■ CHALLENGE: Please reproduce the records from their start through the line containing "<point>286,103</point>", including both ends, substituting "violet spray bottle" for "purple spray bottle" and leaving everything else unchanged.

■ SUPPLIED ENTRIES:
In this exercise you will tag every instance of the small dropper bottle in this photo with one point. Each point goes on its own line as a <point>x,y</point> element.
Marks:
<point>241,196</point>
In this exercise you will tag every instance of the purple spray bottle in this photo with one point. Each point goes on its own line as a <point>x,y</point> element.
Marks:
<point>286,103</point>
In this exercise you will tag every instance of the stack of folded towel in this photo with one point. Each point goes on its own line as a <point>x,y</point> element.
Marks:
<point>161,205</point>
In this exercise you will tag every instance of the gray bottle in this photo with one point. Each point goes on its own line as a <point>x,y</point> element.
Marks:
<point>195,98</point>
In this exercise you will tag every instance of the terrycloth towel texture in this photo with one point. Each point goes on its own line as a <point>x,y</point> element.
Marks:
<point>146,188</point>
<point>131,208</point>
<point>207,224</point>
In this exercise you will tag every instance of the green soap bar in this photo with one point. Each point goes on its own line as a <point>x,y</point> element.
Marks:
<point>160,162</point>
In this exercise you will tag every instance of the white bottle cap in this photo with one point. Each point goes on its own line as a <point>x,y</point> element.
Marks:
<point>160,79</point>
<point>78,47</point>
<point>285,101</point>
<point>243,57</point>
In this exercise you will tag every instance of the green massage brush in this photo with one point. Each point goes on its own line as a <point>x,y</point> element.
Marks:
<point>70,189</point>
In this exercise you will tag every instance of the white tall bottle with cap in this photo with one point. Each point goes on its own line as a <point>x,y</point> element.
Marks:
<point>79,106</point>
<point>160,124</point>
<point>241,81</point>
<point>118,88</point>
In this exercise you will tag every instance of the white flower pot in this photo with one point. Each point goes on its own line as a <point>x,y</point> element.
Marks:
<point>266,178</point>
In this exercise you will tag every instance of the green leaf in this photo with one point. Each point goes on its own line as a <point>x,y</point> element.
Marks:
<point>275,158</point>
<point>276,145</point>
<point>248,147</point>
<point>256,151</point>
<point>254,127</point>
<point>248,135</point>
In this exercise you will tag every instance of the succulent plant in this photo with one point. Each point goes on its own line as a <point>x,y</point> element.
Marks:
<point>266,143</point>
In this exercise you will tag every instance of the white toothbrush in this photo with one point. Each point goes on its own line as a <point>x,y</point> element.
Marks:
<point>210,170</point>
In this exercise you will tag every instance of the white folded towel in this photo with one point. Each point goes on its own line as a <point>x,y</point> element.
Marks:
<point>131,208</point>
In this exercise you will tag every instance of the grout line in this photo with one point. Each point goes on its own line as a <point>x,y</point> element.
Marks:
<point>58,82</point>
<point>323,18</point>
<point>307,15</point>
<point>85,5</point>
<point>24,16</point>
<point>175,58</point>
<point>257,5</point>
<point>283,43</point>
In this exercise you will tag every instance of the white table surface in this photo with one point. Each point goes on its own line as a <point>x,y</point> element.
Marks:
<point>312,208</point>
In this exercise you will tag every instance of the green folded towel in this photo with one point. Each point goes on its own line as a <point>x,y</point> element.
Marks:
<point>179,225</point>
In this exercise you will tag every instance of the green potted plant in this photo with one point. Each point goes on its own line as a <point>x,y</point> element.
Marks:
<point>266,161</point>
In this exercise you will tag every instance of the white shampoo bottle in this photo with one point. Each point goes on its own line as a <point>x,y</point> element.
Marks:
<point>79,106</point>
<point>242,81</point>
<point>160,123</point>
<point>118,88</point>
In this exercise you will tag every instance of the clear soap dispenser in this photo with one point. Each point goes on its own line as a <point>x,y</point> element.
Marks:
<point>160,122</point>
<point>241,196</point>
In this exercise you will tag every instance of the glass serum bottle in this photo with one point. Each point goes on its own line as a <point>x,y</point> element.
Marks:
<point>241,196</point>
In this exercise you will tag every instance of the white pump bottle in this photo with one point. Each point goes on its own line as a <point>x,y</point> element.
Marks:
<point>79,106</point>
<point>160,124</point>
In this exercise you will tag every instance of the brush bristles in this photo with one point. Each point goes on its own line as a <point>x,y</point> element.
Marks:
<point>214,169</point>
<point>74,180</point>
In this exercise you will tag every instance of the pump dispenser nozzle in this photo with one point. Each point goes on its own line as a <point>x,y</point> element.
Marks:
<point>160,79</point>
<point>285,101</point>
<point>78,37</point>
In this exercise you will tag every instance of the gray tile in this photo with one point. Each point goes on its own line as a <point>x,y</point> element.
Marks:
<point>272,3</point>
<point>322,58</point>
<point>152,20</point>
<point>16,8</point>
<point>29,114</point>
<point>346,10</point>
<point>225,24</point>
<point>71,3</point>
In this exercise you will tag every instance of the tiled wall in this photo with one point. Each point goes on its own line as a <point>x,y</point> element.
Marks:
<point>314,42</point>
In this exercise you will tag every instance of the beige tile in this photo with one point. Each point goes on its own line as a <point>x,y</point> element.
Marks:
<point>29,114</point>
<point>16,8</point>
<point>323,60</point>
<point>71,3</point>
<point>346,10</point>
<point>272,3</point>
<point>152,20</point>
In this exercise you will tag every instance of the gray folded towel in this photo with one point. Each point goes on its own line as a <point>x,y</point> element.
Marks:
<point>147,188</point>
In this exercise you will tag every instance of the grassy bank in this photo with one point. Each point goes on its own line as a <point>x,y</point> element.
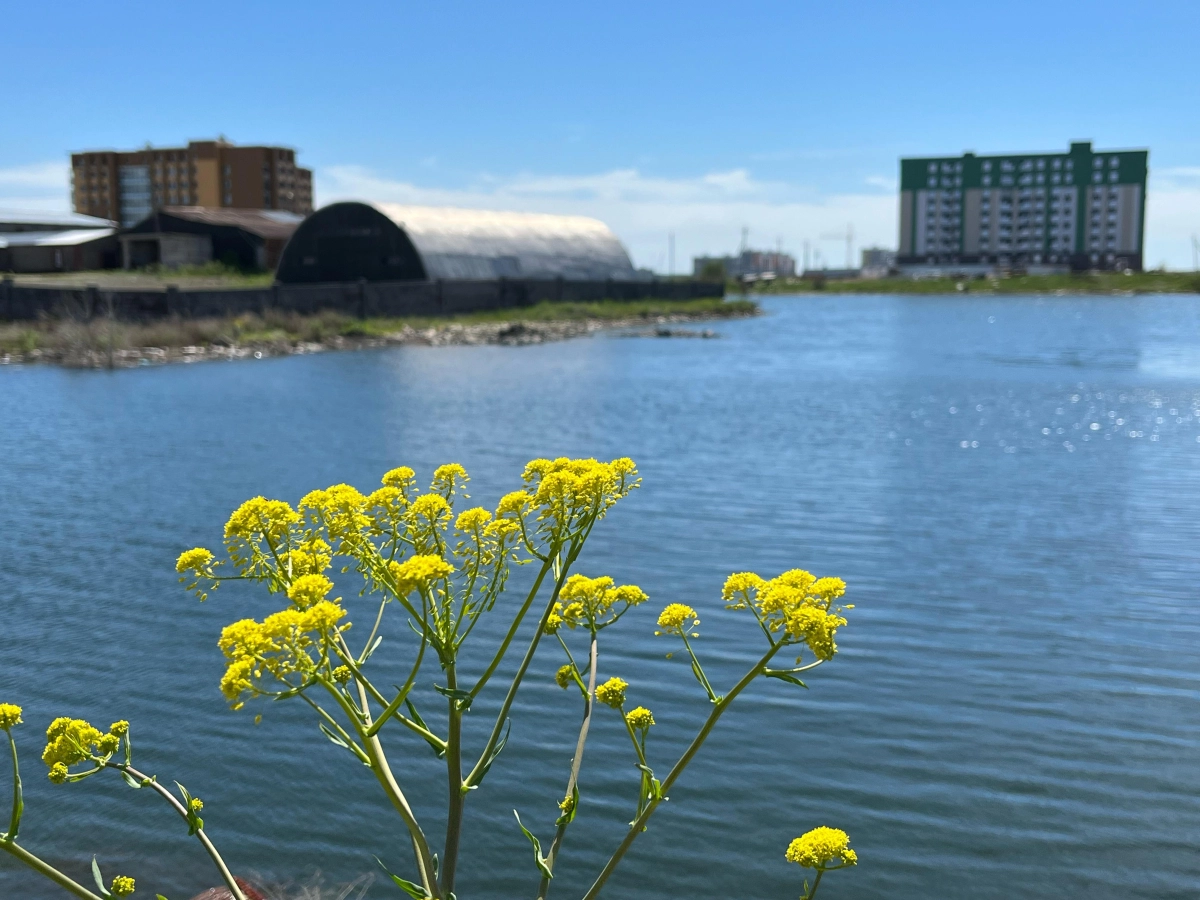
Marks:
<point>276,330</point>
<point>1083,283</point>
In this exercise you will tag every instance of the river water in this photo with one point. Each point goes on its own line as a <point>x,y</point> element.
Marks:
<point>1009,486</point>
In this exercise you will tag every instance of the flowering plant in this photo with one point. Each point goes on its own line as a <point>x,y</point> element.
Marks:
<point>436,570</point>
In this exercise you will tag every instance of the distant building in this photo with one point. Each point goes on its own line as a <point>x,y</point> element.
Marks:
<point>195,235</point>
<point>130,185</point>
<point>749,263</point>
<point>348,241</point>
<point>55,241</point>
<point>1078,210</point>
<point>877,262</point>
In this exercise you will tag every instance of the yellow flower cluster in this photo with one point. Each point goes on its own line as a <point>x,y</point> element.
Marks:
<point>612,693</point>
<point>819,847</point>
<point>309,589</point>
<point>419,571</point>
<point>277,646</point>
<point>565,677</point>
<point>797,604</point>
<point>673,617</point>
<point>640,718</point>
<point>570,491</point>
<point>71,741</point>
<point>10,715</point>
<point>588,601</point>
<point>197,559</point>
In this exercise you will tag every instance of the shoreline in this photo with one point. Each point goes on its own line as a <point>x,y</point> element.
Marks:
<point>508,333</point>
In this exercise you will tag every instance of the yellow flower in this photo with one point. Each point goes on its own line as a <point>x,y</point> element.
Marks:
<point>473,520</point>
<point>418,571</point>
<point>259,516</point>
<point>816,849</point>
<point>612,693</point>
<point>640,718</point>
<point>513,503</point>
<point>70,741</point>
<point>307,589</point>
<point>448,478</point>
<point>673,617</point>
<point>10,715</point>
<point>322,617</point>
<point>564,677</point>
<point>193,561</point>
<point>400,478</point>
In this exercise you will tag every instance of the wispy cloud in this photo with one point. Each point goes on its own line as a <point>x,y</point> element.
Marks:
<point>41,186</point>
<point>705,213</point>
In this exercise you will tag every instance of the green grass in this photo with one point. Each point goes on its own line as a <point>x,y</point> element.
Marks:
<point>1156,282</point>
<point>280,327</point>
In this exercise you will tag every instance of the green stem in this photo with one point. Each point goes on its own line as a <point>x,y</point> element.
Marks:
<point>576,765</point>
<point>816,881</point>
<point>48,870</point>
<point>18,803</point>
<point>693,749</point>
<point>454,774</point>
<point>226,875</point>
<point>378,762</point>
<point>477,772</point>
<point>513,630</point>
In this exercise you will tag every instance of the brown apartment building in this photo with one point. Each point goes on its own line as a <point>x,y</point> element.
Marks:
<point>127,186</point>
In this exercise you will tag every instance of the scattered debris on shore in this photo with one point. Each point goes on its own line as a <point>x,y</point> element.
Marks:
<point>511,334</point>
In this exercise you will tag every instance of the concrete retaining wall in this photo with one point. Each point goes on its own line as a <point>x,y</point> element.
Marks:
<point>363,299</point>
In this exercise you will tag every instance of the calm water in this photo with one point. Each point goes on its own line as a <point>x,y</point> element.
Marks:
<point>1011,486</point>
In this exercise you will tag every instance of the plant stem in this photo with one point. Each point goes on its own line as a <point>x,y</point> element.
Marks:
<point>378,762</point>
<point>576,765</point>
<point>226,875</point>
<point>815,882</point>
<point>454,774</point>
<point>48,870</point>
<point>693,749</point>
<point>477,771</point>
<point>18,803</point>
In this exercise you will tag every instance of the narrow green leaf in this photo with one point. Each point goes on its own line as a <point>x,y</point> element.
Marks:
<point>537,849</point>
<point>333,737</point>
<point>100,879</point>
<point>417,718</point>
<point>460,696</point>
<point>414,891</point>
<point>785,677</point>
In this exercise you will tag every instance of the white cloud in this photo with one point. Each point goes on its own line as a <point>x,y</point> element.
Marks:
<point>706,213</point>
<point>41,186</point>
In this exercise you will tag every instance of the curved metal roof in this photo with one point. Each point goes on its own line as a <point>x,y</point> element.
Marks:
<point>485,244</point>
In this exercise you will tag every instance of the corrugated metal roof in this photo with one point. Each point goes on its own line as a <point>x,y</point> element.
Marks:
<point>485,244</point>
<point>55,239</point>
<point>42,219</point>
<point>264,222</point>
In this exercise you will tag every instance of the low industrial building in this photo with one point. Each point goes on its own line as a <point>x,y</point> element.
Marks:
<point>193,235</point>
<point>353,241</point>
<point>55,241</point>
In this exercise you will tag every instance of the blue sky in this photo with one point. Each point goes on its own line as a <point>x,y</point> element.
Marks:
<point>697,118</point>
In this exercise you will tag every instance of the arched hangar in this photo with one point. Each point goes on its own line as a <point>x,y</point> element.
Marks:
<point>348,241</point>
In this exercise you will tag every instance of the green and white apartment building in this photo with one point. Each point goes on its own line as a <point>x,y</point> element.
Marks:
<point>1084,209</point>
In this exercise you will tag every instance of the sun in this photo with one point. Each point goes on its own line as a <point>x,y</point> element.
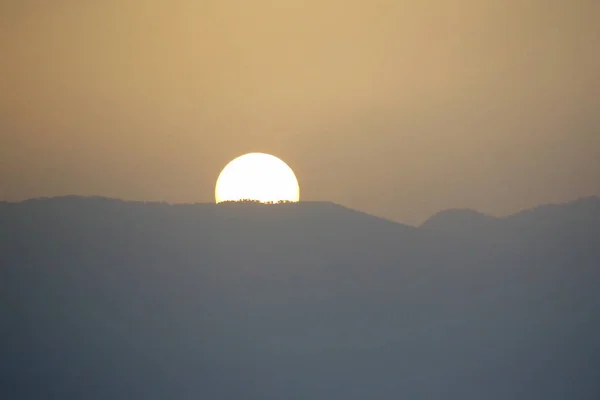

■ COMPLETE ANSWER:
In this exercise you will tag every instance of the small dropper bottle in this photo with one point. Each point goes on its own line as a <point>x,y</point> element.
Marks:
<point>241,196</point>
In this exercise you will tag every instance of the violet spray bottle in this photo with one point. Each point goes on its own line as a <point>x,y</point> element.
Marks:
<point>286,103</point>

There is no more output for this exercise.